Extrait du texte:

Périphéries

France guide de l’utilisateur, de Jean-Charles Masséra

Aux prises avec la vie courante

Chef de file d’un nouveau courant littéraire qui intègre à part entière l’univers de l’entreprise ou du supermarché, longtemps superbement ignorés par les écrivains, Michel Houellebecq n’a cependant pas inventé, pour ce discours nouveau, de forme nouvelle. La critique s’est étripée sur le fond de son propos, mais s’est en général accordée sur le fait qu’il était plutôt piètre romancier. On peut le contester ; mais, bon ou mauvais, sur le plan de la forme, il reste un romancier. Ni plus, ni moins.

Entre-temps, un petit OVNI littéraire, sorti au printemps, est passé à peu près inaperçu. Certains l’ont remarqué dans le sillage de la comète Houellebecq, mais ne l’ont mentionné qu’avec condescendance, le qualifiant, en substance, d’illisible. A tort. Certes déroutant de prime abord, France guide de l’utilisateur de Jean-Charles Masséra (P.O.L.), s’avère en fait le type de récit idéal pour rendre compte de tout ce qui constitue et conditionne notre quotidien mental, sensoriel : la précarité, la technologie, la publicité, la télévision, les lettres-types, les messages de répondeurs, les statistiques, les relevés bancaires, les informations sur la circulation routière, le vocabulaire de l’industrie, de l’économie et du marketing, les centres commerciaux aux abords des villes... Au milieu de tout cela, l’affectif se débat comme un papillon dans une toile d’araignée. Échantillon gratuit :

« A la fin des années 80, tout semblait pourtant indiquer que l’on devait s’orienter davantage vers un plat sorti du congélateur et un yaourt. En effet, dès 1982, même si vous ne circulez plus en accordéon que sur 8 kilomètres avant la porte de Saint-Cloud, 91% des ménages aimeraient que Bertrand se taise un peu pour qu’on puisse entendre les informations. En fait, on ne cherche plus à savoir comment s’est passée ta journée, on n’aspire plus à en reprendre s’il en reste. Ou plutôt, on sait que c’est juste après la météo. D’une manière générale, il faudra attendre la pub pour que tu trouves pas qu’j’ai maigri. »

Données fournies:
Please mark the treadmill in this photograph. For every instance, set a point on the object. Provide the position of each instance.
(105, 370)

--

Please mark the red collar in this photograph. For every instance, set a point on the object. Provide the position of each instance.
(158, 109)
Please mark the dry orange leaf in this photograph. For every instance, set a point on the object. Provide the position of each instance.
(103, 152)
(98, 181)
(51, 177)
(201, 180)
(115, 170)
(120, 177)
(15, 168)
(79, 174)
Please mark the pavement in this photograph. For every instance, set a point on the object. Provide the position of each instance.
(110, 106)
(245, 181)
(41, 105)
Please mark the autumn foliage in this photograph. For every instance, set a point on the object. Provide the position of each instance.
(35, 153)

--

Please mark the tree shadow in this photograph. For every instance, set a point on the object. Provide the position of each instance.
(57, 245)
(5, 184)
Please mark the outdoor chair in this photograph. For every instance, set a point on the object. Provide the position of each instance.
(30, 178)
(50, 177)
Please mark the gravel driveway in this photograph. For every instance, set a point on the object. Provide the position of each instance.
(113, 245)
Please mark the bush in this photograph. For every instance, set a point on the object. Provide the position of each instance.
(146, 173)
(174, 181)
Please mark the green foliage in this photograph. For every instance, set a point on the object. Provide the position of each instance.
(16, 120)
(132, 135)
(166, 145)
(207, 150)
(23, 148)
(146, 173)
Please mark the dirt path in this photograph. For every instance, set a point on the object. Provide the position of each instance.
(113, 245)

Travail à faire: Écrivez la suite de l'article sur le livre « France guide de l'utilisateur » en reprenant juste après sa dernière phrase.

Réponse:
Houellebecq dénonce la contamination de l’intime par le libéralisme ; Masséra, lui, montre ses ravages sur la langue. Ses collages ne sont pas dictés par une syntaxe et une grammaire, mais par la logique intérimaire, par l’air du temps. Ils en sont comme une génération spontanée. Les barreaux du discours commun remplacent ceux de la syntaxe. Transformé en éponge, l’écrivain semble ne plus faire entendre une voix propre, mais régurgiter simplement bout à bout des bribes de discours qui nous assiègent tous, qui refusent de nous laisser en paix, trouent notre conscience, agressent notre intégrité et notre dignité, et qui lui sont restées en travers de la gorge.

Le miracle, c’est que leur assemblage est une œuvre originale à part entière. Cet ordonnancement par l’écrivain permet une mise à distance de ce qui constitue notre lot le plus quotidien, le plus terre-à-terre, et une identification de ce qui est à l’œuvre dans nos villes, dans nos rues, dans nos têtes. L’écriture agit comme une conjuration. La précarité, l’arrogance de l’économie, l’omniprésence du publicitaire et du commercial, ont rendu le roman impossible, semble nous dire Masséra ; mais cette impossibilité, une fois nommée, est encore de l’art. Phénix renaissant de ses cendres, la littérature n’a pas dit son dernier mot.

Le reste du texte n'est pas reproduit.